Quoted passage:
=== Begin Enclosure ===

Tuesday 23 April 2013

A story of ivory and sandalwood

A few days ago, when passing through the lush green forests of BR Hills, we came across a herd of elephants. A forest official whom we met told us that wildlife in MM Hills- BR Hills area had increased following the death of Veerappan, the forest brigand.
The official claimed that Veerappan killedm ore than 2000 elephants and cut down thousands of sandalwood trees. Though Veerappan is dead and gone, his legend still continues to live on. Many facets of his life still continue to excite curiosity and one such is the number of elephants he killed and the huge amount of money he made out of the sale of elephants tusks and cutting down of sandalwood trees.
Veerappan first attained notority for poaching elephants for ivory and looting forests for sandalwood. Over years, his legend grew and people believed that he killed more than 200 elephants over a 25-year period till his death on October 4, 2004.
However, wildlife experts believe that  actual figures relating to both crimes have been highly overestimated.
The media reports and villagers of scores of Chamarajnagar district where Veerappan often came calling for food and medicines peg the number of elephants that the bandit killed at 2000. This number is the figure of total number of elephants that have been killed in the entire south over several decades and not in Karnataka-Tamil Nadu forests.

=== End Enclosure ===

Apply what you read:
(a) Could you return the Veerappan post from "A few days ago, when" to "down of sandalwood trees."?
(b) How would you sum up the Veerappan post in two sentences?
(c) Can you carry on the Veerappan post from its last sentence?
The items that come next are from another source.

Extracted entries:
=== Begin Enclosure ===

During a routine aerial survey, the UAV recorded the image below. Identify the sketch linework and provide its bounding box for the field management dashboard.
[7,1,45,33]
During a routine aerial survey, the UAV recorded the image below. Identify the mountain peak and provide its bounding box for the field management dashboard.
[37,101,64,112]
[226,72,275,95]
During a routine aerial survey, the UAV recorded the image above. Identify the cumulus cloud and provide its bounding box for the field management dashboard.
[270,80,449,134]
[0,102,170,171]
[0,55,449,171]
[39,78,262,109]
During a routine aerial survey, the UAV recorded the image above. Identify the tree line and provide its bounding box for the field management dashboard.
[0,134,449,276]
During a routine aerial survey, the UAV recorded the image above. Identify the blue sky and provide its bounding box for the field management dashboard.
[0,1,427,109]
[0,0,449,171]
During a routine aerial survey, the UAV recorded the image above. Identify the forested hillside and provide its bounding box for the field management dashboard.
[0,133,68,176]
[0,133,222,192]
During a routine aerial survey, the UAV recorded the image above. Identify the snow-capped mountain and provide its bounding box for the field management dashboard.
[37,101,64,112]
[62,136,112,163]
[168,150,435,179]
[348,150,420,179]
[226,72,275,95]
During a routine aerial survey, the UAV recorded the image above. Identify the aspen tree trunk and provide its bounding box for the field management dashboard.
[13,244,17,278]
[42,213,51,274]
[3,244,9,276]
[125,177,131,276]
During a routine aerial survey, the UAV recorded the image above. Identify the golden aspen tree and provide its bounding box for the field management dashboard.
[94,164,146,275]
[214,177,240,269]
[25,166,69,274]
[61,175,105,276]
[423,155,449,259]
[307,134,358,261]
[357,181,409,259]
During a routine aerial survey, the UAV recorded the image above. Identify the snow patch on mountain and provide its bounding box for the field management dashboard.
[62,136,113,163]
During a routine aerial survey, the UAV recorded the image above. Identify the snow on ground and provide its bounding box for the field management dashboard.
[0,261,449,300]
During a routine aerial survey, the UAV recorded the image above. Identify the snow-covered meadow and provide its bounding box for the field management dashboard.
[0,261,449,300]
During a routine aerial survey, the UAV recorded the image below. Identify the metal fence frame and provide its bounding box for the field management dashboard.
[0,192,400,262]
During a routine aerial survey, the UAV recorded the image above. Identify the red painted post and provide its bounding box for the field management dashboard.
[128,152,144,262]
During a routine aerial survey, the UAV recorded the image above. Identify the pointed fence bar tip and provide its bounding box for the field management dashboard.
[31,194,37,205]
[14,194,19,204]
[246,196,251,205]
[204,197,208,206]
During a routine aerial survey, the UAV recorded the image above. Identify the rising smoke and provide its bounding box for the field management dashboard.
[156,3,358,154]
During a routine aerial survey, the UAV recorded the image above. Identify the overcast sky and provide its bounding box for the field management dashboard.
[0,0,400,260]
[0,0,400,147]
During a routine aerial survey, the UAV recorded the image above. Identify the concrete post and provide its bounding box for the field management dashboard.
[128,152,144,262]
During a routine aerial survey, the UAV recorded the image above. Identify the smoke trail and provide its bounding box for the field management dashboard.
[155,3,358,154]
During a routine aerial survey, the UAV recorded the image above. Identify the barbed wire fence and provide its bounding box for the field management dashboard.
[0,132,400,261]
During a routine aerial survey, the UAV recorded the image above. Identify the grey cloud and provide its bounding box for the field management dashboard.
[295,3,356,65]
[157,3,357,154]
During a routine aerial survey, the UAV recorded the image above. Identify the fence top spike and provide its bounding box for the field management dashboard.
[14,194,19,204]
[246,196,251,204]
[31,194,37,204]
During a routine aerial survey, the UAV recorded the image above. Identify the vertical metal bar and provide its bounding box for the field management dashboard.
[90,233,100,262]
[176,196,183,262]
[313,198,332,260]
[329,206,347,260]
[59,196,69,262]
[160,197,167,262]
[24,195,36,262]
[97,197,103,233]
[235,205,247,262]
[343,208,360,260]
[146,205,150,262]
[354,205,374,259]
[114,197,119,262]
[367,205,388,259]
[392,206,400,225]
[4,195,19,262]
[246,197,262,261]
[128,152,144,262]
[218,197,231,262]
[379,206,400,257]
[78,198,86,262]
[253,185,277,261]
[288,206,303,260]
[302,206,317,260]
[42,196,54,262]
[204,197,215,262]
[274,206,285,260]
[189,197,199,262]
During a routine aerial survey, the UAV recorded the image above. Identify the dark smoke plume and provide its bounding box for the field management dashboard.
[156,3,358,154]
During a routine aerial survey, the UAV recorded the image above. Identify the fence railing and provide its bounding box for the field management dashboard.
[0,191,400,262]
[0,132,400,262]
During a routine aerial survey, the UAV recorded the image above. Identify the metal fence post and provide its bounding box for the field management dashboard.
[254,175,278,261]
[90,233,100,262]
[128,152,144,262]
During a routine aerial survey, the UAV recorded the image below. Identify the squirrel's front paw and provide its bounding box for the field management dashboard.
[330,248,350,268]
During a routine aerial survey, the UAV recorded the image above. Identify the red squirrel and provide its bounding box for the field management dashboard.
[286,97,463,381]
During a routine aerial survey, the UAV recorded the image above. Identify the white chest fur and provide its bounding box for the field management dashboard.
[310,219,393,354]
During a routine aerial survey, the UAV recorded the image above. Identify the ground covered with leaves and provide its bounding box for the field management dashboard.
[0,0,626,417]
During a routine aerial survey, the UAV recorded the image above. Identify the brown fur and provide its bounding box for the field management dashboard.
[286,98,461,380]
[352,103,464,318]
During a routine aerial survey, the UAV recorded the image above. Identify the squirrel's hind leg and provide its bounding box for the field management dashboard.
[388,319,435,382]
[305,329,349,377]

=== End Enclosure ===

Outputs for the tasks:
(a)
A few days ago, when passing through the lush green forests of BR Hills, we came across a herd of elephants. A forest official whom we met told us that wildlife in MM Hills- BR Hills area had increased following the death of Veerappan, the forest brigand.
The official claimed that Veerappan killedm ore than 2000 elephants and cut down thousands of sandalwood trees. Though Veerappan is dead and gone, his legend still continues to live on. Many facets of his life still continue to excite curiosity and one such is the number of elephants he killed and the huge amount of money he made out of the sale of elephants tusks and cutting down of sandalwood trees.

(b) A forest official met in BR Hills said that wildlife in the MM Hills–BR Hills area had increased after the death of the forest brigand Veerappan. Veerappan first became notorious for poaching elephants for ivory and looting forests for sandalwood, but wildlife experts believe the actual figures for both crimes have been highly overestimated.

(c)
More than 95 per cent of the elephants that Veerappan killed were males. Veerappan and his gang members were involved in the killing of a little more than 500 elephants over a 25 year period. Even here, the figure may be a little difficult to arrive at as villagers and even police laid the blame for almost all tusker deaths in Karnataka-Tamil Nadu and Kerala forests to Veerappan.
He mainly operated in the jungles of  Erode, Dharmapuri, Satyamangalam, Chamarajanagar and Kollegal forests and also the forests on the fringes of the Nilgiris. Veerappan rarely if ever went into the jungles of the Western Ghats to poach elephants.
However, there is no doubt that Verappan minted money through sale of ivory and sandalwood. We can arrive at the money Veerappan made if we take the average weight of the tusks of elephants that he killed.
Wildlife expert and renowned scientist Sukumar has said that the mean tusk weight during the late 1970s and early 1980s of a tusker was around 20 kilograms. This weight had dropped to around 10 kilogram an elephant by the late 1980s and this was due to intensive poaching in the area. In 1980, the price of raw ivory in the open market was around Rs.1,300 a kg and in 1989 when the international ban on ivory finally came into effect it stood at  Rs.3,000.
The price of ivory per kilogram was Rs.5,000 in 1995 and by 1996 it was Rs.10,000. Today it hovers around Rs.14,000.
If we take the weight of the tusk of an average elephants to be 15 kgs, the amount of raw ivory that the Veerappan gang would have sawn off if it had poached 500 elephants would be 7,500 kg or a little more. If we take the average price of Rs.3,000 a kilogram, it would mean that Veerappan got Rs.2.25 crores.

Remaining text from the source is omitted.